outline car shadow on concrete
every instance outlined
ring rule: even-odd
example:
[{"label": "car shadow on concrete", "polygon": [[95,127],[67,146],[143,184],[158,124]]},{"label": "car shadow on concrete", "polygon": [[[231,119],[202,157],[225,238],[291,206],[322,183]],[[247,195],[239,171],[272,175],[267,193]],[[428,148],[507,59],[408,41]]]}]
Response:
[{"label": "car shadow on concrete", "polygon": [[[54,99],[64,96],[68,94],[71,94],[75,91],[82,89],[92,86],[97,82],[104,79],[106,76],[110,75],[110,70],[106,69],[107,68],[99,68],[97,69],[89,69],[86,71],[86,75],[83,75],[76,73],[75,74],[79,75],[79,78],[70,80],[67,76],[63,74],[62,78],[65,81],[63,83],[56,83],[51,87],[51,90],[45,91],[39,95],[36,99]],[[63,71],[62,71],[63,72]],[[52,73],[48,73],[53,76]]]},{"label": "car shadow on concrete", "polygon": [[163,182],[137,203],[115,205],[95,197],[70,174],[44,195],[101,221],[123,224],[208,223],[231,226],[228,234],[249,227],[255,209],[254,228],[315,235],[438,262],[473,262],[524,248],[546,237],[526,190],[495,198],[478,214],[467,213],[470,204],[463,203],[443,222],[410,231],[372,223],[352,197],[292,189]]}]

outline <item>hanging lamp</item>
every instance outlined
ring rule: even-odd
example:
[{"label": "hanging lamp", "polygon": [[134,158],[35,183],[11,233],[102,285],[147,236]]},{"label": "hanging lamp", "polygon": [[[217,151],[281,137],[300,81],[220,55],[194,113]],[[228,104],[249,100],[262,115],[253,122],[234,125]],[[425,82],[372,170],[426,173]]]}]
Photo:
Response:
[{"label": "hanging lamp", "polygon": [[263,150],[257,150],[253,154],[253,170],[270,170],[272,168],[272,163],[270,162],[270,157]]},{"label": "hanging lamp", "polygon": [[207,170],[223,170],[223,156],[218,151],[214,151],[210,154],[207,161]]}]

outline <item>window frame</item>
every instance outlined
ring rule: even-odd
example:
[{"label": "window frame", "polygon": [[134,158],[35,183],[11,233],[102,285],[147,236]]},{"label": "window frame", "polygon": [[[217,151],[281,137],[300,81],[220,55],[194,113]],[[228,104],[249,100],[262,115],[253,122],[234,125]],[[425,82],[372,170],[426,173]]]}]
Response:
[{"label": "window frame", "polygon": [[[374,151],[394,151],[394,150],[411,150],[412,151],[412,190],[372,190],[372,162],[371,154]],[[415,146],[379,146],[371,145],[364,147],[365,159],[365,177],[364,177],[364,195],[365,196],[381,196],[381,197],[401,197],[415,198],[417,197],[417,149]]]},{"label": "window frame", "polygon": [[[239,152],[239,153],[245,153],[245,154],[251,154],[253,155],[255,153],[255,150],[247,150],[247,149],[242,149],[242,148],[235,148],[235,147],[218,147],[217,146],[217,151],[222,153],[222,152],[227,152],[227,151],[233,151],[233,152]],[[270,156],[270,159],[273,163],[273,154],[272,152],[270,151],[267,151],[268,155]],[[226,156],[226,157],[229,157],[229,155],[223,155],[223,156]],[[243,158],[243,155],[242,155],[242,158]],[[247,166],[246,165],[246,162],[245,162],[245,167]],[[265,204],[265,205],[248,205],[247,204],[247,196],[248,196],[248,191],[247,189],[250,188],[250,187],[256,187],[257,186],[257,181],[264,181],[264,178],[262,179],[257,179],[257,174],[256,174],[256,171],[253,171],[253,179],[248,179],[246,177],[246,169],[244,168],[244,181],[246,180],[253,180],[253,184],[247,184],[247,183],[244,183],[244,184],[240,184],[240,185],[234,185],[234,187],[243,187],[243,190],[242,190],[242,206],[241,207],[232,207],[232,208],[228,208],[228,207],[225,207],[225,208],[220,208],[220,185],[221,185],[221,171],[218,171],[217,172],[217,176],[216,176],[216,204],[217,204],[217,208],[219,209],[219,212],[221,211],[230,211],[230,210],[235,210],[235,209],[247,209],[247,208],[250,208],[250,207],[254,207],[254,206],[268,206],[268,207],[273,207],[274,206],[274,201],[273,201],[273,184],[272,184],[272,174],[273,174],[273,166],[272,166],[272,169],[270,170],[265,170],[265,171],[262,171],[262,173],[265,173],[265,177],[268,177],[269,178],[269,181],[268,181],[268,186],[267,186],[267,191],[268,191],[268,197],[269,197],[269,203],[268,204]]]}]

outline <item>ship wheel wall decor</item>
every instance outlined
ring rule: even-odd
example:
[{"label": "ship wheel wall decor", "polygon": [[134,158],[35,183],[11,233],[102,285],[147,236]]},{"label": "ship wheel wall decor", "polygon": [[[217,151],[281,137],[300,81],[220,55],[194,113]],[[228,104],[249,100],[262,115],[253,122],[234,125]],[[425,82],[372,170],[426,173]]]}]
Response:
======
Task directions:
Reproduce every one of the items above word for word, leaving nothing out and changing nothing.

Exercise solution:
outline car shadow on concrete
every instance outlined
ring rule: even-odd
example:
[{"label": "car shadow on concrete", "polygon": [[95,127],[67,146],[143,184],[158,124]]},{"label": "car shadow on concrete", "polygon": [[[231,119],[202,157],[225,238],[291,206],[322,183]],[[247,195],[239,171],[272,175],[267,193]],[[428,148],[507,59],[408,41]]]}]
Response:
[{"label": "car shadow on concrete", "polygon": [[[54,99],[64,96],[68,94],[71,94],[75,91],[82,89],[92,86],[97,82],[104,79],[106,76],[110,75],[110,70],[106,69],[107,68],[99,68],[97,69],[89,69],[86,71],[86,75],[83,75],[76,73],[75,74],[79,75],[79,78],[70,80],[67,76],[63,74],[62,78],[65,81],[63,83],[56,83],[51,87],[51,90],[45,91],[39,95],[36,99]],[[63,71],[62,71],[63,72]],[[52,73],[48,73],[53,76]]]},{"label": "car shadow on concrete", "polygon": [[163,182],[137,203],[115,205],[95,197],[70,174],[44,195],[101,221],[123,224],[208,223],[231,226],[228,234],[249,227],[255,209],[254,228],[315,235],[438,262],[473,262],[524,248],[546,237],[526,190],[495,198],[478,214],[467,213],[470,204],[463,203],[443,222],[410,231],[372,223],[352,197],[292,189]]}]

outline <item>hanging lamp</item>
every instance outlined
ring rule: even-odd
example:
[{"label": "hanging lamp", "polygon": [[134,158],[35,183],[11,233],[102,285],[147,236]]},{"label": "hanging lamp", "polygon": [[[217,151],[281,137],[300,81],[220,55],[194,113]],[[228,104],[249,100],[262,115],[253,122],[234,125]],[[425,82],[372,170],[426,173]]]}]
Photo:
Response:
[{"label": "hanging lamp", "polygon": [[263,150],[257,150],[253,154],[253,170],[270,170],[272,168],[272,163],[270,162],[270,157]]},{"label": "hanging lamp", "polygon": [[207,170],[223,170],[223,156],[218,151],[214,151],[210,154],[207,161]]}]

outline <item>window frame</item>
every instance outlined
ring rule: even-odd
example:
[{"label": "window frame", "polygon": [[134,158],[35,183],[11,233],[102,285],[147,236]]},{"label": "window frame", "polygon": [[[217,151],[281,137],[300,81],[220,55],[194,113]],[[228,104],[249,100],[262,115],[253,122],[234,125]],[[425,82],[372,170],[426,173]]]}]
Response:
[{"label": "window frame", "polygon": [[[374,151],[394,151],[394,150],[411,150],[412,151],[412,190],[372,190],[372,162],[371,154]],[[415,146],[379,146],[371,145],[364,147],[365,159],[365,177],[364,177],[364,195],[365,196],[381,196],[381,197],[401,197],[415,198],[417,197],[417,149]]]},{"label": "window frame", "polygon": [[[239,152],[239,153],[245,153],[245,154],[251,154],[253,155],[255,153],[255,150],[247,150],[247,149],[242,149],[242,148],[235,148],[235,147],[218,147],[217,146],[217,151],[222,153],[222,152],[227,152],[227,151],[233,151],[233,152]],[[270,156],[270,159],[273,163],[273,154],[272,152],[270,151],[267,151],[268,155]],[[226,156],[226,157],[229,157],[229,155],[223,155],[223,156]],[[243,158],[243,155],[242,155],[242,158]],[[247,166],[246,165],[246,162],[245,162],[245,167]],[[265,204],[265,205],[248,205],[247,204],[247,196],[248,196],[248,191],[247,189],[250,188],[250,187],[256,187],[257,186],[257,181],[264,181],[264,178],[262,179],[257,179],[257,174],[256,174],[256,171],[253,171],[253,179],[248,179],[246,177],[246,169],[244,168],[244,181],[246,180],[253,180],[253,184],[247,184],[247,183],[244,183],[244,184],[240,184],[240,185],[234,185],[234,187],[243,187],[243,190],[242,190],[242,206],[241,207],[232,207],[232,208],[228,208],[228,207],[225,207],[225,208],[220,208],[220,185],[221,185],[221,171],[218,171],[217,172],[217,176],[216,176],[216,204],[217,204],[217,208],[219,209],[219,212],[221,211],[230,211],[230,210],[235,210],[235,209],[247,209],[247,208],[250,208],[250,207],[254,207],[254,206],[268,206],[268,207],[273,207],[274,206],[274,201],[273,201],[273,184],[272,184],[272,174],[273,174],[273,166],[272,166],[272,169],[270,170],[265,170],[265,171],[262,171],[262,173],[265,173],[265,177],[268,177],[269,178],[269,181],[268,181],[268,186],[267,186],[267,191],[268,191],[268,197],[269,197],[269,203],[268,204]]]}]

outline <item>ship wheel wall decor</item>
every instance outlined
ring rule: even-odd
example:
[{"label": "ship wheel wall decor", "polygon": [[134,158],[35,183],[11,233],[102,285],[147,236]]},{"label": "ship wheel wall decor", "polygon": [[[217,151],[281,137],[300,81],[220,55],[194,113]],[[228,104],[249,100],[262,115],[253,122],[234,125]],[[425,82],[372,170],[426,173]]]}]
Response:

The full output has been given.